(Excerpt provided)
○ ○ ○ ○ ○ ○ ○
We’d all like our bots to work right? After all the effort and thought that goes into designing and creating a good chatbot, we’d like the results to reflect that hard work! If you’re finding that good results are still eluding your chatbots, maybe it’s time to go back to the drawing board and rethink your strategy. While you’re there, here are a few things to consider whether you’re in the process of revamping your bot strategy or just getting started.
1. Test Your Designs
Before you start actually building out a bot in the software, take time to design the logic of your bot. A bot should be direct, conversational, helpful, and engaging. It can be overwhelming to incorporate all those things in one go. Create drafts of your bots somewhere besides the actual bot software. You could use a different planning software like Botmock or Lucid Charts, or even just sketch it out on a piece of paper. Use whatever works best for you to get your ideas down and play around with them before you commit to building it out.
A crucial step in this design phase is testing your design. There are a lot of ways you could do this. With software like Botmock, testing is built right into the process. If you’re using another online tool or going old-fashioned with pencil and paper, test the design by grabbing a coworker and reading the bot out loud. The flow of the bot should be conversational, so have a conversation! Reading the bot design out loud will give you a sense for what sounds natural and what doesn’t. This gives you the chance to make edits right there and then before you construct your bot.
2. Design Based On Data-Driven Use Cases
Choose which bots you build depending on specific use cases. How do you choose those use cases? Look to the data you’ve hopefully accumulated. Which pages on your website receive the most traffic? Which emails have the best click-through rates? What are the things your customers love the most about your products? Use these questions and others to determine what types of bots you’ll build and where you’ll put them on your website. Being intentional about your bots will help you throughout the design and implementation process since you’ll have a clearer view of what you’re doing and why you’re doing it.
○ ○ ○ ○ ○ ○ ○
(Stored records)
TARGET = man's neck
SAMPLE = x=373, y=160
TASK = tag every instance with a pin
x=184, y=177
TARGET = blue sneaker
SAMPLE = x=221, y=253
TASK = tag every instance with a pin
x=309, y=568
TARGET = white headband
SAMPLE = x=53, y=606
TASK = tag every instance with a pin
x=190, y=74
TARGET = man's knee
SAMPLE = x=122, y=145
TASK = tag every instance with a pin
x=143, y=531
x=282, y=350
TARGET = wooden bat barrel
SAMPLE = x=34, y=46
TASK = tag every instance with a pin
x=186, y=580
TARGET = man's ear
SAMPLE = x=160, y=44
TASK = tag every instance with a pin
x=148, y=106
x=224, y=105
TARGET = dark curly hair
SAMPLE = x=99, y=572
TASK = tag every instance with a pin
○ ○ ○ ○ ○ ○ ○
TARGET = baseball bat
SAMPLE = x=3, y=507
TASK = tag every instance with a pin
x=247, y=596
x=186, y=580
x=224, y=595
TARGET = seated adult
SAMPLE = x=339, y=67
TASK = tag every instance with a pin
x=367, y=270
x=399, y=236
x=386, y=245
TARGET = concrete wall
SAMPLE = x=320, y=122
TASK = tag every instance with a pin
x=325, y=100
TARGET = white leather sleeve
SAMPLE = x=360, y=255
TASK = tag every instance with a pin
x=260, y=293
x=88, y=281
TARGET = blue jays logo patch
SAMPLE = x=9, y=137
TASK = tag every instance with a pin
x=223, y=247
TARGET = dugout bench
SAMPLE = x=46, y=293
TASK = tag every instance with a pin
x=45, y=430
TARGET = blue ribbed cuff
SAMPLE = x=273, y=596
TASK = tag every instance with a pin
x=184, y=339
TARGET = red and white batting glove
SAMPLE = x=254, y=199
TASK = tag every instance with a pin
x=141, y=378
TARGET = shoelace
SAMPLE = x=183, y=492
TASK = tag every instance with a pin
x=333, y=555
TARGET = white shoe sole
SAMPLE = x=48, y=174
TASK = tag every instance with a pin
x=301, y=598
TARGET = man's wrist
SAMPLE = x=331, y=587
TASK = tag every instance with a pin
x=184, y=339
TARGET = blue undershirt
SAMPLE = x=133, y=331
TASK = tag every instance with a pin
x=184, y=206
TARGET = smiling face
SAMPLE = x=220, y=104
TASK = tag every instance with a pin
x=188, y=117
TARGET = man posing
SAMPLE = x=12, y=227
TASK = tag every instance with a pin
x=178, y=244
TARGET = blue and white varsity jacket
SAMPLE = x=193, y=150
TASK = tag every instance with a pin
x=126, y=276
○ ○ ○ ○ ○ ○ ○
(Directions)
A: Decide whether each statement agrees with the passage on chatbot design, answering yes or no and quoting the passage's deciding words: (i) The passage advises drafting bots somewhere other than the bot software itself. (ii) According to the passage, Botmock does not include testing. (iii) The passage suggests testing a paper design by reading it aloud with a coworker.
B: Carry the passage on chatbot design forward from its final sentence.
Nothing in the stored records is needed here.

(Answers to the tasks)
A:
(i) Yes: "Create drafts of your bots somewhere besides the actual bot software."
(ii) No: "With software like Botmock, testing is built right into the process."
(iii) Yes: "test the design by grabbing a coworker and reading the bot out loud."

B:
Once you have some solid ideas of where you want to start with your bots, take one or two of those ideas and get to work! Be patient with your bot development. If your bot tries to do too much or too little, it can fail. Lean towards starting small so that you can periodically reevaluate your bots’ performance and adjust when necessary.
3. Think outside the box
Chatbots are taking marketing and sales to places they’ve never been before. But this certainly isn’t the end. Chatbots will continue to evolve and you job is to continue evolving with them. For example, voice technology is another space that’s quickly dominating modern-day life. Ask yourself how voice technology might be incorporated into chatbot interactions. How might these two technologies coexist? What would be the different use cases for each? Be deliberately creative with your approach to bots and challenge yourself to ask interesting and difficult questions. In many cases, innovation is the key to survival and success in an increasingly competitive world, so don’t forget to make it a part of your overall bot strategy!
These three strategies will help you take your chatbot design and implementation to the next level. With careful planning, creating, and execution, chatbots can have a major impact on the quantity and quality of your business prospects. Put in the time and you’ll see results.